⟨

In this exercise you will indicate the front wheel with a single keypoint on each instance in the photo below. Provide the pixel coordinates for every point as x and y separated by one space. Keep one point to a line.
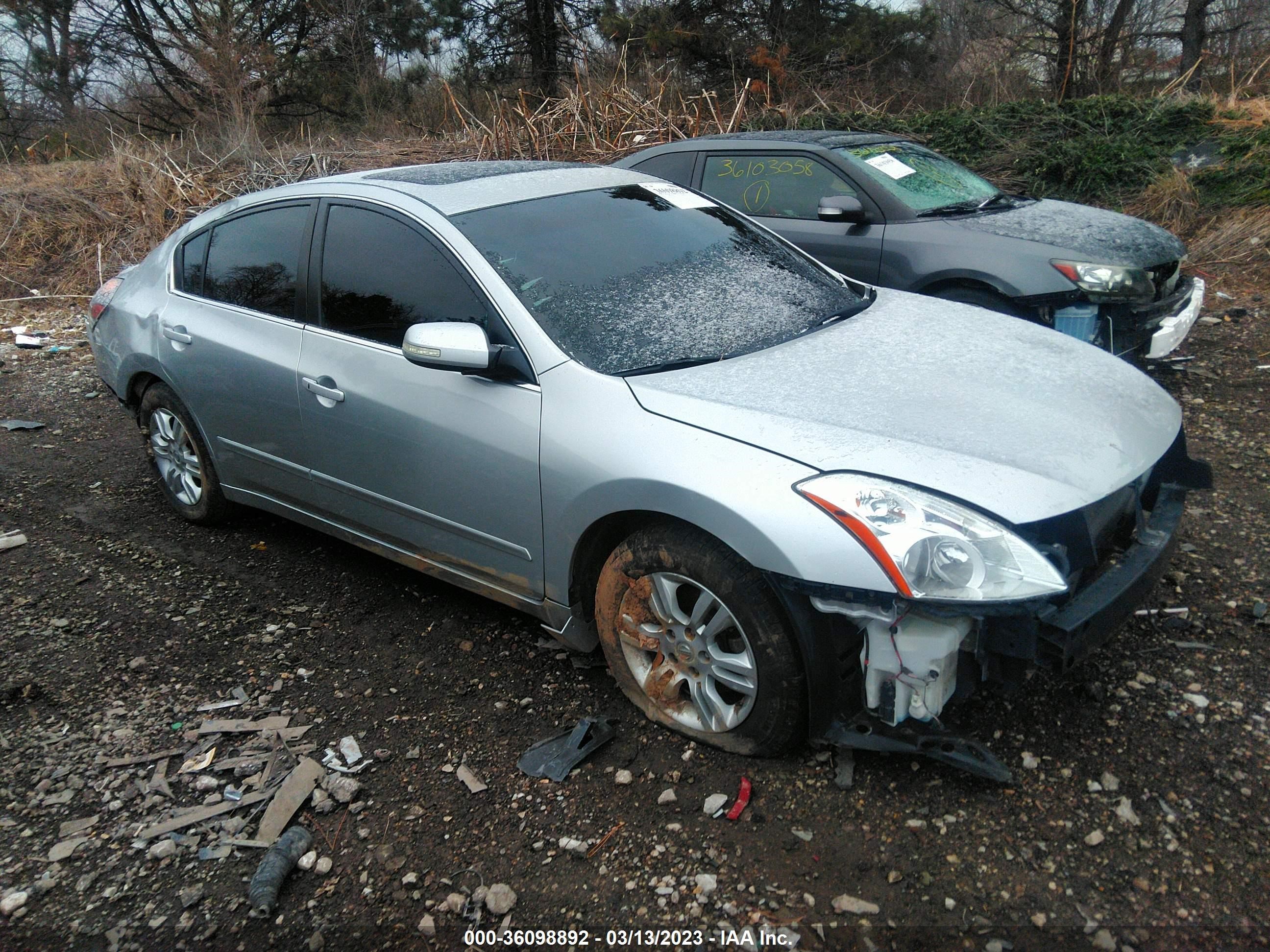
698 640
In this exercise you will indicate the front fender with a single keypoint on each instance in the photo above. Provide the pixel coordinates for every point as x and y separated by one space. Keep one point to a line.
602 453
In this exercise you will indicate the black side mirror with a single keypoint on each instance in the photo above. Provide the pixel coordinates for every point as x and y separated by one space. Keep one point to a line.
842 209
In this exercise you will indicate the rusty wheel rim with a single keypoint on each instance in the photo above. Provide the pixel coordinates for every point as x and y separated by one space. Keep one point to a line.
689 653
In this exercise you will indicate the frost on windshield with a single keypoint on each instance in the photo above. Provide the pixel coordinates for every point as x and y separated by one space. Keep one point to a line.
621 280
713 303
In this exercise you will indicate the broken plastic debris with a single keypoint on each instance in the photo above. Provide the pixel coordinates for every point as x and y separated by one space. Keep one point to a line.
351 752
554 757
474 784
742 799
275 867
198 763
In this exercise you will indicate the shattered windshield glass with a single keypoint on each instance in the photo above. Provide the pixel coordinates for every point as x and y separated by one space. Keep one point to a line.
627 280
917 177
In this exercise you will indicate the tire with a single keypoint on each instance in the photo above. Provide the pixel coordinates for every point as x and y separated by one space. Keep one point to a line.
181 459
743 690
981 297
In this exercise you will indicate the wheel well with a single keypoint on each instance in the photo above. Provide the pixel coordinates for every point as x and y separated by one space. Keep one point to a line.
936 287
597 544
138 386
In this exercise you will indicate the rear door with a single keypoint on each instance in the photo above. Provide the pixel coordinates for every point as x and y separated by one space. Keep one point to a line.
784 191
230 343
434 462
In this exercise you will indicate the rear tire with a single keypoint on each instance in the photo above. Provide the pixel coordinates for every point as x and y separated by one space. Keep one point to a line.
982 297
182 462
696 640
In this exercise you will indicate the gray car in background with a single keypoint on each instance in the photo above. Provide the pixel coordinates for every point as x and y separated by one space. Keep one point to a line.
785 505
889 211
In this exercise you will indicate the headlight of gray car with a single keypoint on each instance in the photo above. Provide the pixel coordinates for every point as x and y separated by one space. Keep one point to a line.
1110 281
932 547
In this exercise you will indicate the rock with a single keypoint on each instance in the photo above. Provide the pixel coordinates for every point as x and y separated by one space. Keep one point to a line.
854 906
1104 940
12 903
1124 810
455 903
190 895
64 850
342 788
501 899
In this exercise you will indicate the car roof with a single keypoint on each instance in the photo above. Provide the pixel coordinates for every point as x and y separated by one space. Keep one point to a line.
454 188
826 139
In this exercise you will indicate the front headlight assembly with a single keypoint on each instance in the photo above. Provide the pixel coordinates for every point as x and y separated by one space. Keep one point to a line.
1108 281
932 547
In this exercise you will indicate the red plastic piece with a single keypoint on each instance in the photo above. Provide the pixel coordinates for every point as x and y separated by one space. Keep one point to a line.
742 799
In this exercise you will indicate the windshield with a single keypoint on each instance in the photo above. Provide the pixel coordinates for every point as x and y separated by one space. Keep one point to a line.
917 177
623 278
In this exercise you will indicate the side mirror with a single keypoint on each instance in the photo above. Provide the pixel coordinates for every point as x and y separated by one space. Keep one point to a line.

⟩

Exercise instructions:
Once the pictures are set aside, give the rest of the material again unchanged.

Reply to the task:
In this exercise you will indicate the front wheel with a single keypoint on each instance in the photo below. Provide the pixel coordinates for every point as x and y separated by one space. Keep one point to a line.
698 640
In this exercise you will indicate the front fender with a single keypoint on each instance in the photo above. Provide the pixel coordinates for every point as x and y separated by one space. Keep one point to a line.
602 453
In this exercise you will indicate the black side mirror with a single keypoint on each instance in the photo above. Provide the pixel coordinates for every point as x and y separated by one space. Keep one point to a line.
842 209
In this exercise you will indicate the rusty wheel rim with a single keypoint on each instance in the photo above. Provide the pixel coordinates for every point as x and y separated by one space. Keep one point to a line.
689 653
In this exercise you will indicate the frost on windshield with a single keypoint on each instance in the photo above. Provide the pixel coordinates for every point as x and y separated by one space. Keep one point to a line.
621 280
713 303
In this exercise you will indicate the broken plastic debris with a single keypoint on each instance in the photo above. Provide the pixel coordinates for every point as x and y separated by one space. Keep one point to a line.
351 752
554 757
474 784
742 799
275 867
198 763
In this exercise you will indicate the shattered windshield glass with a single keypoint on each instance in the photo above. Provide the pixel coordinates for every point as x and y separated by one space. Keep one point to a line.
627 280
917 177
In this exercise you will indicate the tire with a single keypoint on each instance in the photo above. Provide the pixel coordinates for every point as x and y separated by one space. Keep one point to a line.
181 459
743 690
981 297
In this exercise you will indicate the wheel well with a single keypoint on each instance in the photo above. Provide the pixel coordinates for every point as x and y separated by one space. Keep one point to a line.
936 287
597 544
138 386
In this exercise you will indicate the rear door with a single keypoint on each instance in the photo above. Provide the pixel coordinates for every point as x and y separated by one space. Keep one point to a line.
784 191
230 343
434 462
In this exercise you will indicate the rear tire with a single keypoint on each instance in the photo above. Provide the pixel coordinates for every point as x and y separated by one space. Keep one point to a line.
982 297
182 462
696 640
In this exercise you will indicate the gray car in background with a single keypoint on each instance in the photo above. Provide the pixel coordinates for every point as x and y separated by one space. Keep one point to a line.
785 505
889 211
In this exercise you will indicate the headlight of gray car with a single keypoint on each instance in the photo above. Provide the pixel coordinates for every point as x and y separated by one space. Keep one point to a line.
1110 281
932 547
In this exercise you will indicate the rock with a single keypoint on each instance in the photo above. Provide the pixel coordinates for every point as x and y separated by one space. Keep one point to a line.
854 906
1104 940
12 903
1124 810
455 903
190 895
64 850
342 788
501 899
In this exercise you will indicate the car roof with a single keypoint on each instance in the photo above. Provide the pixel coordinates for every point as x and y separated by one space. Keep one point to a line.
454 188
826 139
In this exercise you will indicate the front headlight assembly with a single keypoint on each instance in the photo above. Provide the pixel coordinates for every point as x and y separated by one space. Keep one point to a line.
1108 281
932 547
In this exercise you will indicate the red plastic piece with a single keypoint on each instance in the photo above. Provide the pixel coordinates for every point as x and y separated by one space. Keep one point to a line.
742 799
In this exercise you will indicate the windshield with a single keypoint on each instance in the photo above. Provide the pixel coordinates for every point as x and y separated by one space. Keep one point to a line.
917 177
623 278
In this exercise you will indicate the side mirror with a single keypoint on each instance in the photo above. Provide the pixel coordinates for every point as x and y separated by one space. Keep one point to a line.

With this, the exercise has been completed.